Study text:
════════════════

Hi, seeing im 55 and single now, it is silly that I dont have no one to take to. I guess I want someone who doesnt know me, who wont judge me. Well I have been chatting to a lady in the Philippines for 10 months now. I said to myself, I would go there to meet her in person and see what happens. I have been to the phils before, as i use to do missionary before, and have volunteered in the phils before.
The last time I was there, 4 years ago, I got very sick, i got food poison and was in the hospital for 6 days.
So I am suppost to leave on May 3rd, but part of me is so worried, to go there. Lately I have not been feeling good, with stomach problems. One day i feel ok, but then next day my stomack is not good. I think I have IBS, Irratable bowel sysdrum. that many times if i eat something that dont agree with me, I am running to the wash room. so i feel stressed from thinking that. I guess i am thinking too much.
So I know it is very hot there, and I dont really like filying,, I will take 4 airplanes to go there. one flight is 14 hours long, from Vancouver to Hong Kong. and then 2 more short flights. then take a 5 hour bus ride... so it is a very long trip.
I did it before, 5 years ago. but im older now..and more aware of the area. and how hot it gets there. so I know If I want to meet her, i have to go there. I can make 20 excuses not to go..but I am not sure, I know how my stomach is.. so what do I do? I have 3 weeks to decide to go or not.

════════════════

Extracted entries:
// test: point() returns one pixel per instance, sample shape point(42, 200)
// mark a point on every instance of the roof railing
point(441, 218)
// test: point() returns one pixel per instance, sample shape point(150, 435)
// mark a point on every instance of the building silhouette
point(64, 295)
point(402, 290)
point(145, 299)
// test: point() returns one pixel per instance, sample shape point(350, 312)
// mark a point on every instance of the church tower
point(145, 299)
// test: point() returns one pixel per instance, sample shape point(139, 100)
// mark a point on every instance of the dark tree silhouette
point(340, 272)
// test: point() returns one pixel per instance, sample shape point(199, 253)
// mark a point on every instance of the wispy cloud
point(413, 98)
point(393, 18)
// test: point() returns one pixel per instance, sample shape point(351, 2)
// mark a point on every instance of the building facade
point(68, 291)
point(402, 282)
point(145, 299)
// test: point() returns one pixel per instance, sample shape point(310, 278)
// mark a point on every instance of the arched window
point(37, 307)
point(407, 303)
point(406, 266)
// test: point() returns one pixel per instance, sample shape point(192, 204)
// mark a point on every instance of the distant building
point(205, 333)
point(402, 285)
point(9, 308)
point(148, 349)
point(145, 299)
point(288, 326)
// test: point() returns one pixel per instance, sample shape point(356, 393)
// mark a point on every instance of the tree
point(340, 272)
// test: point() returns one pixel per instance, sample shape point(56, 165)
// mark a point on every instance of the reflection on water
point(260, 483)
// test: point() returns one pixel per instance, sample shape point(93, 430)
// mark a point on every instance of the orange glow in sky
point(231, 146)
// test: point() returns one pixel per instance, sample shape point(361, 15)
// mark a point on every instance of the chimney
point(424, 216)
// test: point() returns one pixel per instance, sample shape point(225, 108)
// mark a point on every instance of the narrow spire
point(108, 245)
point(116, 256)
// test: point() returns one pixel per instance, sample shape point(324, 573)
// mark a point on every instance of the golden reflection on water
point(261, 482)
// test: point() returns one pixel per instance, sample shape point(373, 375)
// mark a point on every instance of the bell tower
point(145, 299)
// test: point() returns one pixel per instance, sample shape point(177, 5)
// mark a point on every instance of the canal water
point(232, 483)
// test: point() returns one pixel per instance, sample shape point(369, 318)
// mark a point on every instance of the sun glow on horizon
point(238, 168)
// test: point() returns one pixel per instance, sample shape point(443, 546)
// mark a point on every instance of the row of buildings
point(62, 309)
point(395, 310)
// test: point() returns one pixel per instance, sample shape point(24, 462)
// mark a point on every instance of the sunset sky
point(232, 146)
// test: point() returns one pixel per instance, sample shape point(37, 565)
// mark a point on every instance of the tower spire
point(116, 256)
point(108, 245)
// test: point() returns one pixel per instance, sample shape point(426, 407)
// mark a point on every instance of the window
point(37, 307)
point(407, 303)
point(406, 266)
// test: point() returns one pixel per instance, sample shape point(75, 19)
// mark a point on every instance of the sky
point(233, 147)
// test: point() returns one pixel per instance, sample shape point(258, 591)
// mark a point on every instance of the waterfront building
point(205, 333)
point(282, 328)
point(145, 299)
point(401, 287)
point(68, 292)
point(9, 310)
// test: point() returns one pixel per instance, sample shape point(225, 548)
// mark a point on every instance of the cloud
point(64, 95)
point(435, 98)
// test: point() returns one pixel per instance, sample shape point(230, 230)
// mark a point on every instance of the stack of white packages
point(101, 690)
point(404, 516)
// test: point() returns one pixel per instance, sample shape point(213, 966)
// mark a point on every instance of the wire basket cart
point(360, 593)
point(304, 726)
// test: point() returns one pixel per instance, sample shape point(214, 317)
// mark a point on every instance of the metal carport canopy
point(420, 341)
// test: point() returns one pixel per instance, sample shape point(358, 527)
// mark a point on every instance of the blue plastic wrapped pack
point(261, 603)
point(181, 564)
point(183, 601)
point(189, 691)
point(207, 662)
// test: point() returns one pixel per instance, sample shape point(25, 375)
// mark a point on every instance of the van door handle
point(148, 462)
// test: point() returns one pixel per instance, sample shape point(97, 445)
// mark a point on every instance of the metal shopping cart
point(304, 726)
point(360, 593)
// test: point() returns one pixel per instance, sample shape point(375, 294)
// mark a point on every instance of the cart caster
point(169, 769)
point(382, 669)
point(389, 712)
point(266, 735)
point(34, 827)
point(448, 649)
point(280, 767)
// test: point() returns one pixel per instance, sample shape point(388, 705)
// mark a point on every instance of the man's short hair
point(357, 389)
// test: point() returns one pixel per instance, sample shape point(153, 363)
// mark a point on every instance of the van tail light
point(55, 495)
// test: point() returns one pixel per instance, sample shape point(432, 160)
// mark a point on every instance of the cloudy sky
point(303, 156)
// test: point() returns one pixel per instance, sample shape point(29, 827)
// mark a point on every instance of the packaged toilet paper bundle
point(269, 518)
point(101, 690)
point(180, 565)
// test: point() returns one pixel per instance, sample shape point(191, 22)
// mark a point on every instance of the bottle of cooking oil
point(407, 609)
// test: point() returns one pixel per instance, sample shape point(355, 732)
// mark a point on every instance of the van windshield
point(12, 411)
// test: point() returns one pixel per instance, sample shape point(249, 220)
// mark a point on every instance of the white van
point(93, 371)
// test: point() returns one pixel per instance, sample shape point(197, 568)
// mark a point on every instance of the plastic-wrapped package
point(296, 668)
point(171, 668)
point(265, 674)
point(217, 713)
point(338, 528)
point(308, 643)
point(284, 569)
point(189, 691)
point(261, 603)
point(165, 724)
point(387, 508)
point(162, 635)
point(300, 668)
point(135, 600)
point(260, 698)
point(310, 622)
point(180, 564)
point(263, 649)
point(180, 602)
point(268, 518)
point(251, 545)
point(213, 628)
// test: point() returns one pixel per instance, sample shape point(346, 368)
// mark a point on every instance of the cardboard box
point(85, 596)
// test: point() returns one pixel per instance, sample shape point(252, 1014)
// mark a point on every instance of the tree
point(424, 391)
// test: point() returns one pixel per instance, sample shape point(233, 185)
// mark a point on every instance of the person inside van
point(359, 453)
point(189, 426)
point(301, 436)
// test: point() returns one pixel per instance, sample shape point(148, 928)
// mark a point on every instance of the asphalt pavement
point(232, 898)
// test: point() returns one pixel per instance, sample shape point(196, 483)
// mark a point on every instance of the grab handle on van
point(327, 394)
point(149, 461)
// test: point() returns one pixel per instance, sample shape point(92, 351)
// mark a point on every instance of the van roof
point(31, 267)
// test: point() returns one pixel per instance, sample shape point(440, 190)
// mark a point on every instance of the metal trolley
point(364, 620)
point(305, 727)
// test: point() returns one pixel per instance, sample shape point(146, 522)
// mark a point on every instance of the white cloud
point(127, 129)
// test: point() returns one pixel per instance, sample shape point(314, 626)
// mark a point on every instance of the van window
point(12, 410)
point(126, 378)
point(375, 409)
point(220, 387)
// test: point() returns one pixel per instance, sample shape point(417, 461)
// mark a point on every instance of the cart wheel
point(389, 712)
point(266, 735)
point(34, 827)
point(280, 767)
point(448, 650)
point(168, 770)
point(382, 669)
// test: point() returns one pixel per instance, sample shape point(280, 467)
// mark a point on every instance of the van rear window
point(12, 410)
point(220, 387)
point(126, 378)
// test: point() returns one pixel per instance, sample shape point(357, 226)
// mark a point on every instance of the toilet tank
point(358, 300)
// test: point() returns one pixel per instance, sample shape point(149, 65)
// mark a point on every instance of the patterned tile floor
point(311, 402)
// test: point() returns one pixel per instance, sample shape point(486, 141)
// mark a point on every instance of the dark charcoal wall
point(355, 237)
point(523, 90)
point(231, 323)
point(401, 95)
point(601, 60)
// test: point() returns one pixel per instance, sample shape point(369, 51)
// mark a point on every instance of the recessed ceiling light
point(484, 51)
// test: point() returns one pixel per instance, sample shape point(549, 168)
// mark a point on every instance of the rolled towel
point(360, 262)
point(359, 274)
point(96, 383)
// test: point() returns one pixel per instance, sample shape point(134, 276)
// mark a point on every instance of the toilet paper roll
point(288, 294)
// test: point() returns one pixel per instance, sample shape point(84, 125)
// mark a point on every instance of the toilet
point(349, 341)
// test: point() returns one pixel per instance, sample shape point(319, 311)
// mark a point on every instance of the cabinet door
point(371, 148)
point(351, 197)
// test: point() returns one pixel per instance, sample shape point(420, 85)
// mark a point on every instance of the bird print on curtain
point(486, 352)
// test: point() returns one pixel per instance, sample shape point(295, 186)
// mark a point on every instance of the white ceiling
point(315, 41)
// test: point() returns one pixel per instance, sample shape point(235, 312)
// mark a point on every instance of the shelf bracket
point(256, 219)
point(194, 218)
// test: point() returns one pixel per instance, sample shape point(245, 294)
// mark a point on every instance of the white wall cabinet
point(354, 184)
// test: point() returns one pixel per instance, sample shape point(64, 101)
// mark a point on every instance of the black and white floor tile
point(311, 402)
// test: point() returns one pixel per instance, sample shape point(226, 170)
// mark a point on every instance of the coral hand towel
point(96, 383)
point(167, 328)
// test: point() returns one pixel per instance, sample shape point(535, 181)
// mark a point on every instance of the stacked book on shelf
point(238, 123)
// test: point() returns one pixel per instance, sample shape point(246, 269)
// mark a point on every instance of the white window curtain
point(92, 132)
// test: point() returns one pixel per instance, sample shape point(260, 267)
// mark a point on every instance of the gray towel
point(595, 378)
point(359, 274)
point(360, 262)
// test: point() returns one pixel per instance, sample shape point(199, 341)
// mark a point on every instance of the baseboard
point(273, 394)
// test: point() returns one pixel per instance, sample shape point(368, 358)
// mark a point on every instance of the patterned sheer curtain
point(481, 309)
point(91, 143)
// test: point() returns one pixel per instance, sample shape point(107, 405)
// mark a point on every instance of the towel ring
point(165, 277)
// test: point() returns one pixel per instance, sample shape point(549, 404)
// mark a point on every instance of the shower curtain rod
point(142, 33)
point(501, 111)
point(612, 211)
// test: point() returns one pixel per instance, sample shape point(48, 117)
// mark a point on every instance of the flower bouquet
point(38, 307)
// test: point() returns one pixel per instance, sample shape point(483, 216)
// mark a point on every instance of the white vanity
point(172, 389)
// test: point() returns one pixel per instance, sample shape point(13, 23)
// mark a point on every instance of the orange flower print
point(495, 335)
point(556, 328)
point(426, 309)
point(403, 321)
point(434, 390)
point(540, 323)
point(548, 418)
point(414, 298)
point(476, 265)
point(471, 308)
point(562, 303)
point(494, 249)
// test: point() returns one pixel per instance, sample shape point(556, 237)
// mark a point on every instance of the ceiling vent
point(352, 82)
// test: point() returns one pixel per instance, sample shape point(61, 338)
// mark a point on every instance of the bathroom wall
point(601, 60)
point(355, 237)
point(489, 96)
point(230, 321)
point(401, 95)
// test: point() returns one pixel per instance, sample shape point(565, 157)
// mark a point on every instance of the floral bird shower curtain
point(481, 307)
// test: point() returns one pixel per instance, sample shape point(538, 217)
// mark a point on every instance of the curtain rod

════════════════

Exercise prompt:
In the forum post about the trip to the Philippines, how long is the flight from Vancouver to Hong Kong?

Output below:
14 hours